[START Material for this task]

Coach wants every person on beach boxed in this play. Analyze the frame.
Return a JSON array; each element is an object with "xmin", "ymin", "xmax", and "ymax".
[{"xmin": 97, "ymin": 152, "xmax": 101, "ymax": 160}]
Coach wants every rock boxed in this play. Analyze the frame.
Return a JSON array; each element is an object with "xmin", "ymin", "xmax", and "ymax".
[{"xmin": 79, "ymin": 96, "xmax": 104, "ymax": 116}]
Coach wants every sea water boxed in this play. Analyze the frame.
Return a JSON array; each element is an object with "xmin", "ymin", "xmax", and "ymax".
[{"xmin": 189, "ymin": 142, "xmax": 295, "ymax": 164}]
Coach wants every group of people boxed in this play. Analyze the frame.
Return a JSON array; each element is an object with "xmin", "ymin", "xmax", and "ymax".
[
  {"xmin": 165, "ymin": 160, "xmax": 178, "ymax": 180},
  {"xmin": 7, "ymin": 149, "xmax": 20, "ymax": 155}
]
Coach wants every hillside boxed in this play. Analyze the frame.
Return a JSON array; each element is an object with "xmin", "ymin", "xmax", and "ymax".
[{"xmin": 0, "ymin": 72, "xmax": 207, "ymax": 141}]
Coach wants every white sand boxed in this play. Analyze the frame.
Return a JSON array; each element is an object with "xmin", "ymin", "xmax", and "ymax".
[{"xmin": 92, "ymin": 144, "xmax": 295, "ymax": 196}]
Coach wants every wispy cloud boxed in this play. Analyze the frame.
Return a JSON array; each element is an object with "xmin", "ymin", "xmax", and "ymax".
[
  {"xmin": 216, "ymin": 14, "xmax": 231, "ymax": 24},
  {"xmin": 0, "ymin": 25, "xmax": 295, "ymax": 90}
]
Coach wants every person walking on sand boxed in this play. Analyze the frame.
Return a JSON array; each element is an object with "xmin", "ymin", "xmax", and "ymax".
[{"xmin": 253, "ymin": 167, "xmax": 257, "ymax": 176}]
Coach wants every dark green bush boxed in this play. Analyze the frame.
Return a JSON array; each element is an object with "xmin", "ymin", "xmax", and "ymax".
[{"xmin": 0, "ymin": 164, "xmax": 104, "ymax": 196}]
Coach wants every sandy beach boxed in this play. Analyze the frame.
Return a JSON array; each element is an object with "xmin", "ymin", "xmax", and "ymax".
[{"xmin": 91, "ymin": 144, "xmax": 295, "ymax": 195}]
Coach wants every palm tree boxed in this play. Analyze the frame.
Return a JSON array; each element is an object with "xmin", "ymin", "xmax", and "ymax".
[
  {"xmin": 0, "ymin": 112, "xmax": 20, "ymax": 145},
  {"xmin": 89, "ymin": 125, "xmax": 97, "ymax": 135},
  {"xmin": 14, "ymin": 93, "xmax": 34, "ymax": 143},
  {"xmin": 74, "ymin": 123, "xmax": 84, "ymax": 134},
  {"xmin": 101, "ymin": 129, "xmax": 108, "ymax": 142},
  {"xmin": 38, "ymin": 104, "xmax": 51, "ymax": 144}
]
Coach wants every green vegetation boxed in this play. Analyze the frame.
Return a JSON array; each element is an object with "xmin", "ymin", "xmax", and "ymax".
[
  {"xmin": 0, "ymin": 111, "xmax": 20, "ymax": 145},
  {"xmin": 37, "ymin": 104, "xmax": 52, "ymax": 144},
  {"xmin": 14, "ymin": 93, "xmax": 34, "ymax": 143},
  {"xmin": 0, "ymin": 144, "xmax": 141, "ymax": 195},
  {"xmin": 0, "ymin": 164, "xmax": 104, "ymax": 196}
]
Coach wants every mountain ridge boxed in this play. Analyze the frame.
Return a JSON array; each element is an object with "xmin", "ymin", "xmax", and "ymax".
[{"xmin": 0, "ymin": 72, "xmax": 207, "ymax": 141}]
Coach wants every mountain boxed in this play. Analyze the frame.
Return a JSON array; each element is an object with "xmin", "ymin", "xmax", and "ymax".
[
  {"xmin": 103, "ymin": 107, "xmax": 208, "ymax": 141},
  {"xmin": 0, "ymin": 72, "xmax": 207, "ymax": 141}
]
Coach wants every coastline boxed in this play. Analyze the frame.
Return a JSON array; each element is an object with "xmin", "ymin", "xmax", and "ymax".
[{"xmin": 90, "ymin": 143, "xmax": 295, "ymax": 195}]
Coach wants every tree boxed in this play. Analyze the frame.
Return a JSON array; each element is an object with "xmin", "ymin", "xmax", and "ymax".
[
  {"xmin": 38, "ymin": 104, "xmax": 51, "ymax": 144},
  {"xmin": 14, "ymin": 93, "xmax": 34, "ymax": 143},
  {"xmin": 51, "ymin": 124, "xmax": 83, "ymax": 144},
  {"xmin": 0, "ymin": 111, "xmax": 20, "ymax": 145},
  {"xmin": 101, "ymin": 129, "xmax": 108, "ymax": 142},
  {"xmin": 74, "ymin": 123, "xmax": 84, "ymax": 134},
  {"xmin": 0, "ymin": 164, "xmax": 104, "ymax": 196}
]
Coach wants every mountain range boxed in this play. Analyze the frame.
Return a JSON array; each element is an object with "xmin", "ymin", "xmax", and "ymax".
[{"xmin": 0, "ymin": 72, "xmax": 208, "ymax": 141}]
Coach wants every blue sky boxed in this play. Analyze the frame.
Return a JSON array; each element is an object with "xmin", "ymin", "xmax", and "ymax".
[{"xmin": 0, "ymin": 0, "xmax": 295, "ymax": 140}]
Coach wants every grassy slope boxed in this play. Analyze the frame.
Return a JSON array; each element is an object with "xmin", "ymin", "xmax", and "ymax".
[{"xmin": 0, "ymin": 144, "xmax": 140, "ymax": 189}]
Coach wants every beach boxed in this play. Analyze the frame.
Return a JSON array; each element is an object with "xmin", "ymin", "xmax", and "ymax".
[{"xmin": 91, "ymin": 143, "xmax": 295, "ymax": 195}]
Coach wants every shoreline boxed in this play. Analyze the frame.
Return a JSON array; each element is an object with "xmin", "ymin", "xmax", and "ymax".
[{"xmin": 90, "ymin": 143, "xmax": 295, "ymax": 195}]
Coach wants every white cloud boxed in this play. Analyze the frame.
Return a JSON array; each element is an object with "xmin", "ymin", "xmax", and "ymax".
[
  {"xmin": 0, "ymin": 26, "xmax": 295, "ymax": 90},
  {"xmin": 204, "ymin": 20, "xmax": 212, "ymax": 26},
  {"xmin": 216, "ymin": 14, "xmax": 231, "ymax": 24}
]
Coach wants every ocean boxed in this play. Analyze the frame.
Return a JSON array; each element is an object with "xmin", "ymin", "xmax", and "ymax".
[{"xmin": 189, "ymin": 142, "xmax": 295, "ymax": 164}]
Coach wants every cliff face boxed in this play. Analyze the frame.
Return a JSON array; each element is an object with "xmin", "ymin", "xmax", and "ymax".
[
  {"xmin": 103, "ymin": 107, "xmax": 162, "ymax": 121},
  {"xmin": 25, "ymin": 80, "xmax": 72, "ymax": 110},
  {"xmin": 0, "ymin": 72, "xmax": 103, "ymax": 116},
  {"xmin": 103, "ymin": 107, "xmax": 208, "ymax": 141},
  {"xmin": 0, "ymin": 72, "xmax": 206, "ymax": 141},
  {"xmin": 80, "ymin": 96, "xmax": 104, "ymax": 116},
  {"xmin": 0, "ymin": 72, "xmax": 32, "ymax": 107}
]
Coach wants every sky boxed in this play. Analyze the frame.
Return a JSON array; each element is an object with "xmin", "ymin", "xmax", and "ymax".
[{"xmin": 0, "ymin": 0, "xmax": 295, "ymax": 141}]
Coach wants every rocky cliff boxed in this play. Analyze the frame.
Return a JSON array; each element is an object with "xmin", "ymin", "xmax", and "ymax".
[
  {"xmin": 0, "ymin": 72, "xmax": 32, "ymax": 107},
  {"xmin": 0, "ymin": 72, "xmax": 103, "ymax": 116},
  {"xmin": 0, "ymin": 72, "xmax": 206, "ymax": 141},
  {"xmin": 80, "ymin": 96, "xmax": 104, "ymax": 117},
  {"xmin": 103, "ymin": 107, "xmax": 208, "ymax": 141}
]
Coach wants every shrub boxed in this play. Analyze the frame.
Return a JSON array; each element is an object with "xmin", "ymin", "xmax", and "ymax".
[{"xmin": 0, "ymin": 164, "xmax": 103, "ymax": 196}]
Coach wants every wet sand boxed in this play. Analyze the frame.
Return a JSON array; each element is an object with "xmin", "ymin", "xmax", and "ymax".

[END Material for this task]

Please output everything from the line containing "Coach wants every wet" down through the final line of the data above, both included, as a JSON list of strings with one string per line and blank lines omitted.

**Solution for this problem**:
[
  "Coach wants every wet sand boxed in this play. Analyze the frame.",
  "Return a JSON array; each element is an object with \"xmin\", \"ymin\", \"xmax\", and \"ymax\"."
]